**EXERCISE REQUIREMENTS**
Put the lines from the one holding "indicate the stigma, a" through the end, inclusive, into a two-column CSV with the headers text and answer. Give one row for each bit of wording with the points that follow it, each in one quoted field with line breaks turned into spaces.

**DATA TO USE**
---------------
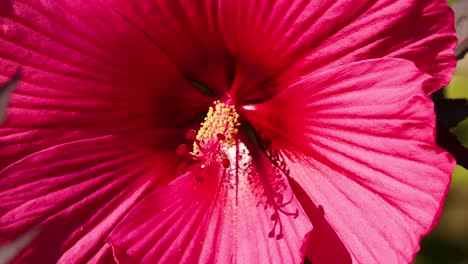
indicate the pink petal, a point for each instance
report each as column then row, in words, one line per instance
column 188, row 32
column 227, row 218
column 274, row 41
column 84, row 65
column 369, row 159
column 76, row 192
column 5, row 90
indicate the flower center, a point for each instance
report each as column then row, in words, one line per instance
column 215, row 137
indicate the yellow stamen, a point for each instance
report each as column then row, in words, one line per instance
column 222, row 119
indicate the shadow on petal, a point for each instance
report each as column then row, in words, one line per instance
column 324, row 244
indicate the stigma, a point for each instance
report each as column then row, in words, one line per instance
column 217, row 134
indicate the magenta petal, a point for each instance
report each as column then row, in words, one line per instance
column 366, row 134
column 83, row 64
column 224, row 219
column 188, row 32
column 76, row 192
column 297, row 37
column 5, row 90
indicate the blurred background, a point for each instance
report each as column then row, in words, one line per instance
column 448, row 243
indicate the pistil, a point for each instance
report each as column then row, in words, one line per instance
column 215, row 137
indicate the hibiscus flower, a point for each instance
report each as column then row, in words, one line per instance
column 223, row 131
---------------
**THE SOLUTION**
text,answer
"indicate the stigma, a point for each instance report each as column then row, in words, one line per instance","column 217, row 134"
"indicate the magenta petal, a point for each instance report each as column then row, in words, one line per instance","column 366, row 134 column 83, row 64 column 224, row 219 column 188, row 32 column 76, row 192 column 297, row 37 column 5, row 90"
"indicate the blurred background, a point for each instance report each as column then row, in words, one line per instance","column 448, row 243"
"indicate the pistil, a point for each instance report each as column then row, in words, one line per instance","column 215, row 137"
"indicate the hibiscus flower, a point for each instance report each as column then row, in words, one line per instance","column 223, row 131"